▸ Task directions
Scan the entries below for the word "blue". Copy out every line in which it occurs.

Records excerpted from a collection:
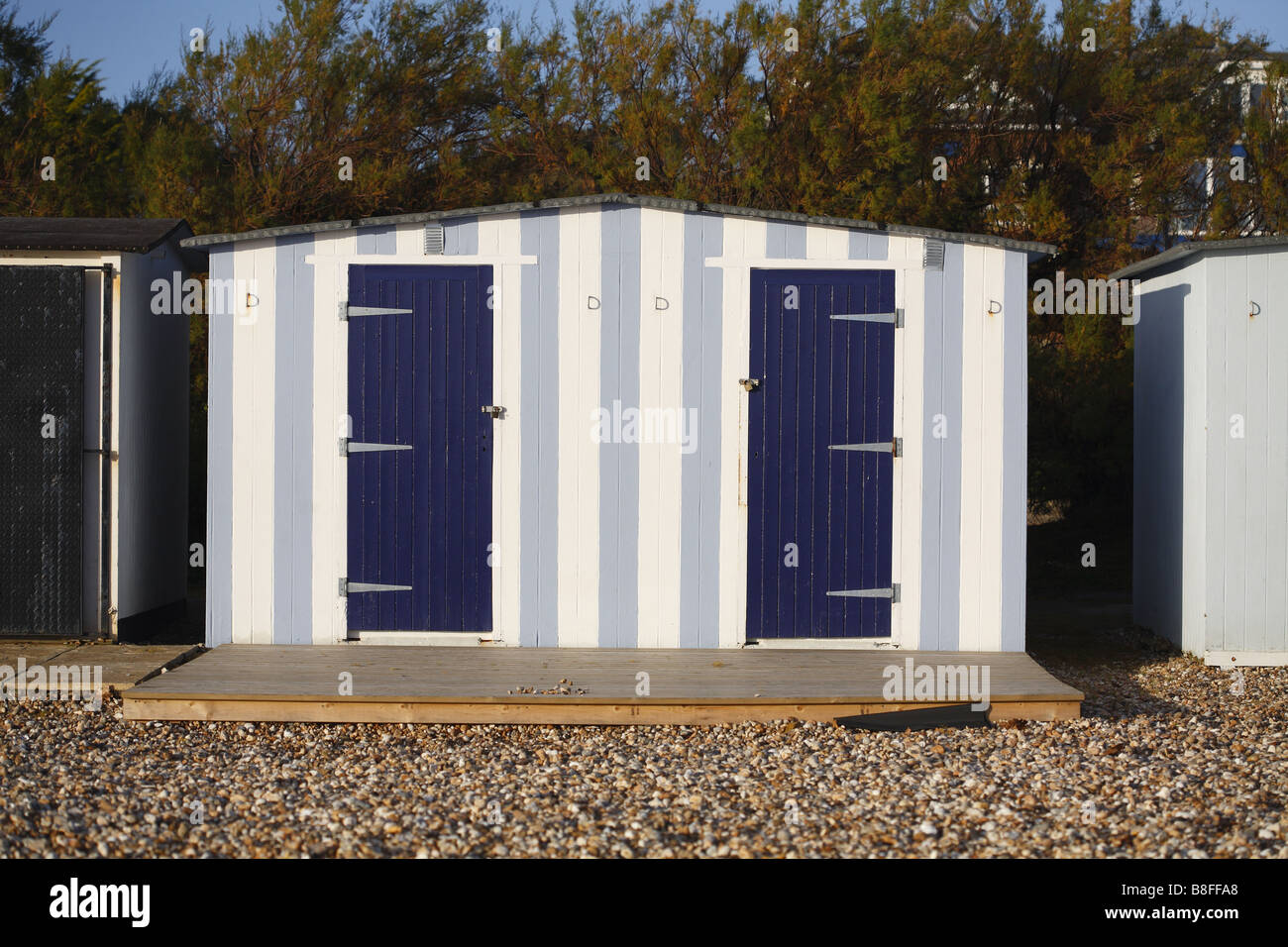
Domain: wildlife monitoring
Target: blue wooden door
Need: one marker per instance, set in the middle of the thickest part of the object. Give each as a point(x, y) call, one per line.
point(420, 454)
point(820, 454)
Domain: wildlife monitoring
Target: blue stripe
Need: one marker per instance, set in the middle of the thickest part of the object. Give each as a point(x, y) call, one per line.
point(219, 468)
point(785, 240)
point(619, 467)
point(539, 416)
point(377, 240)
point(1014, 449)
point(951, 506)
point(462, 236)
point(699, 471)
point(292, 444)
point(868, 247)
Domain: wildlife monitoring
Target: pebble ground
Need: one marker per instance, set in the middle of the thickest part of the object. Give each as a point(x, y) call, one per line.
point(1171, 759)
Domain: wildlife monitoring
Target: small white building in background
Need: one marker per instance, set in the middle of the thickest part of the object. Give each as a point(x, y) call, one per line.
point(617, 421)
point(94, 412)
point(1211, 449)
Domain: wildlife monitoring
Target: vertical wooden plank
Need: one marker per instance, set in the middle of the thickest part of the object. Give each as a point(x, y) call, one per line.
point(579, 487)
point(1234, 316)
point(1261, 415)
point(589, 354)
point(951, 512)
point(1219, 451)
point(1273, 299)
point(619, 463)
point(699, 505)
point(481, 312)
point(907, 291)
point(651, 369)
point(758, 444)
point(670, 287)
point(934, 424)
point(220, 455)
point(502, 234)
point(992, 447)
point(973, 487)
point(1014, 496)
point(258, 321)
point(743, 239)
point(1192, 286)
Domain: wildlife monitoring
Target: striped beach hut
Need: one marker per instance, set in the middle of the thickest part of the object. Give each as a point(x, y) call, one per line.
point(617, 421)
point(94, 411)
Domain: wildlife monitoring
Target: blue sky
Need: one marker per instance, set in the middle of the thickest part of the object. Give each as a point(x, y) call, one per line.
point(133, 38)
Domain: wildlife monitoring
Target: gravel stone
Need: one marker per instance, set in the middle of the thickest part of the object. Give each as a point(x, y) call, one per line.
point(1168, 761)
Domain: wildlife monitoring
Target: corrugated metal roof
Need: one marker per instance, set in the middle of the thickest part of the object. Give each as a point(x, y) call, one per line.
point(102, 234)
point(639, 200)
point(1198, 247)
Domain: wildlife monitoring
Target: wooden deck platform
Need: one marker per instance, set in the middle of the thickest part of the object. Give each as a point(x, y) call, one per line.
point(425, 684)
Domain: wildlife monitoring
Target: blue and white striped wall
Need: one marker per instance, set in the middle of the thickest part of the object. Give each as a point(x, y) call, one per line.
point(617, 545)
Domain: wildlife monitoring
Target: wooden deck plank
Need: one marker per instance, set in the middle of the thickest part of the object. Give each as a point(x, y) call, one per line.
point(410, 684)
point(125, 665)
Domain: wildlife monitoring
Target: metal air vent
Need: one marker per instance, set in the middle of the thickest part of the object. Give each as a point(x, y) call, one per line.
point(433, 239)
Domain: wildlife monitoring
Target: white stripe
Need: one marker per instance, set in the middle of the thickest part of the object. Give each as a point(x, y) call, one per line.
point(971, 432)
point(502, 234)
point(256, 326)
point(579, 454)
point(743, 239)
point(910, 418)
point(651, 455)
point(330, 423)
point(992, 406)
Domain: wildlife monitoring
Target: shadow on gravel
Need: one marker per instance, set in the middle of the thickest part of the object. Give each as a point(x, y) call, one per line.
point(1090, 642)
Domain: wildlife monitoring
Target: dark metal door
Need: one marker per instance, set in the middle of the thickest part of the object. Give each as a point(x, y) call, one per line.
point(822, 442)
point(420, 455)
point(42, 407)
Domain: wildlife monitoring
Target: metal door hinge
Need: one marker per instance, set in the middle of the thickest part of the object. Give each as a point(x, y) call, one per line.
point(346, 311)
point(348, 447)
point(892, 592)
point(348, 587)
point(887, 317)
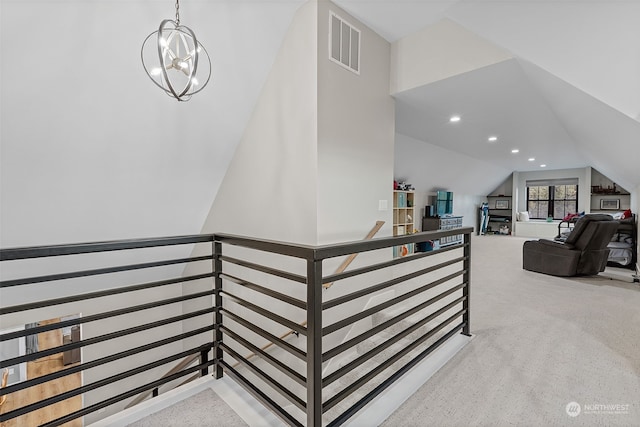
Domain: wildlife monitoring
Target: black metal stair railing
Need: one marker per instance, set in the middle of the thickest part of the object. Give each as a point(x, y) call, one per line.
point(224, 297)
point(120, 358)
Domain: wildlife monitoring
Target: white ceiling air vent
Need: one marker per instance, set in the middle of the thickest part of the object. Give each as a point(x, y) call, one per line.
point(344, 43)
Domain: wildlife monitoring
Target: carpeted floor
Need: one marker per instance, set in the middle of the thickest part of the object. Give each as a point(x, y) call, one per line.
point(544, 347)
point(540, 343)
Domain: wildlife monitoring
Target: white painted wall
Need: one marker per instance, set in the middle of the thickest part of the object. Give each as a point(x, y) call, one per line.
point(576, 41)
point(429, 167)
point(270, 187)
point(355, 137)
point(441, 50)
point(90, 148)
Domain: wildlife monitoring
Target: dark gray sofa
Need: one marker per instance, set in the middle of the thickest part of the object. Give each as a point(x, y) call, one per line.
point(583, 253)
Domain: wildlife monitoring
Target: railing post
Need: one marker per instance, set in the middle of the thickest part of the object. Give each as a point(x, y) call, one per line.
point(217, 335)
point(204, 358)
point(314, 343)
point(466, 291)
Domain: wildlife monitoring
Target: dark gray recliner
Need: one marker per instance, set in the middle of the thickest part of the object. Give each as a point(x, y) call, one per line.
point(583, 253)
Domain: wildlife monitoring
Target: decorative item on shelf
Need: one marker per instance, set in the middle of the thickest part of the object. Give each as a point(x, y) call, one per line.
point(502, 204)
point(598, 189)
point(178, 53)
point(403, 186)
point(610, 204)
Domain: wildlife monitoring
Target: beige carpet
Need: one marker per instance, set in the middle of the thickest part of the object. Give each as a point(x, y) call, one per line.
point(540, 343)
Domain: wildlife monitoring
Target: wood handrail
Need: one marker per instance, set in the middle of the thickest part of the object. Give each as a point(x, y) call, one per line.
point(180, 366)
point(341, 268)
point(351, 257)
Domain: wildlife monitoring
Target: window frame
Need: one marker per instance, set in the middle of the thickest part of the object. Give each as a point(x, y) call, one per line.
point(551, 200)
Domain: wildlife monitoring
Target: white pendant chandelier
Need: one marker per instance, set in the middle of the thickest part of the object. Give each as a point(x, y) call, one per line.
point(177, 61)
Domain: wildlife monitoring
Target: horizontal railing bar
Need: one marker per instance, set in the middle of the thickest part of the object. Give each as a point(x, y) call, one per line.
point(285, 392)
point(390, 263)
point(100, 294)
point(101, 338)
point(185, 362)
point(369, 290)
point(114, 245)
point(265, 291)
point(258, 267)
point(281, 248)
point(260, 396)
point(368, 334)
point(125, 395)
point(368, 355)
point(98, 271)
point(340, 249)
point(341, 419)
point(363, 379)
point(266, 313)
point(274, 362)
point(101, 316)
point(103, 360)
point(266, 335)
point(101, 383)
point(368, 312)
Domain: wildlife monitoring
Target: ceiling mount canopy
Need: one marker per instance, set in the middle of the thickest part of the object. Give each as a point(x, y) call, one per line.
point(174, 59)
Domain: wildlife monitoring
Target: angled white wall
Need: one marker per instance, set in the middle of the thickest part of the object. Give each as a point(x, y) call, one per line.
point(90, 148)
point(429, 167)
point(355, 136)
point(593, 45)
point(269, 190)
point(439, 51)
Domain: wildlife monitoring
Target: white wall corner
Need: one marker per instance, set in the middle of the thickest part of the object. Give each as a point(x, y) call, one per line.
point(441, 50)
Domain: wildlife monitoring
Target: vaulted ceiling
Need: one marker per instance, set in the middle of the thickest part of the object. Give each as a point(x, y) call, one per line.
point(569, 98)
point(92, 150)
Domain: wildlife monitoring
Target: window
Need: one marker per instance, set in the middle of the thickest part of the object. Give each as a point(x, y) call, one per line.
point(344, 43)
point(552, 198)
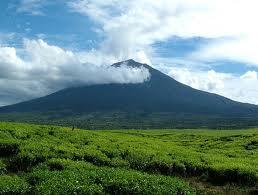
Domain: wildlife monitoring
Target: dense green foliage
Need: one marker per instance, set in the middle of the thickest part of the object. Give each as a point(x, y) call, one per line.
point(131, 120)
point(159, 102)
point(44, 159)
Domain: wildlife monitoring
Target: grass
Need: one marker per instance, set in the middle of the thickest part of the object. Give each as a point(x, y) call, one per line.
point(43, 159)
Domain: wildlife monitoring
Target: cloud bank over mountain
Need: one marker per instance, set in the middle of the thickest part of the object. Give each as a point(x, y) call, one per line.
point(38, 69)
point(132, 29)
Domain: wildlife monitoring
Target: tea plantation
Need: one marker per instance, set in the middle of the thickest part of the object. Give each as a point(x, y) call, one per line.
point(40, 159)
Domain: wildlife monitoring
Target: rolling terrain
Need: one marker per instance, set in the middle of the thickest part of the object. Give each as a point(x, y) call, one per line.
point(49, 159)
point(160, 102)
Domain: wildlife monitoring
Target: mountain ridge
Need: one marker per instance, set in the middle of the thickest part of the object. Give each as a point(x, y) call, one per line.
point(159, 94)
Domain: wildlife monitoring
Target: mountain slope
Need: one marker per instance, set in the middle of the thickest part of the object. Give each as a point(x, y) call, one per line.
point(160, 94)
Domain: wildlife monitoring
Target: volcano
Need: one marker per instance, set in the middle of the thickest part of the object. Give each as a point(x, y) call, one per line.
point(158, 96)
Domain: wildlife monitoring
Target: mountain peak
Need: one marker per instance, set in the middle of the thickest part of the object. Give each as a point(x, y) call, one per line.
point(130, 63)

▸ Task solution
Target: blue wooden door
Target: blue stripe
Target: blue sky
Target: blue and white striped wall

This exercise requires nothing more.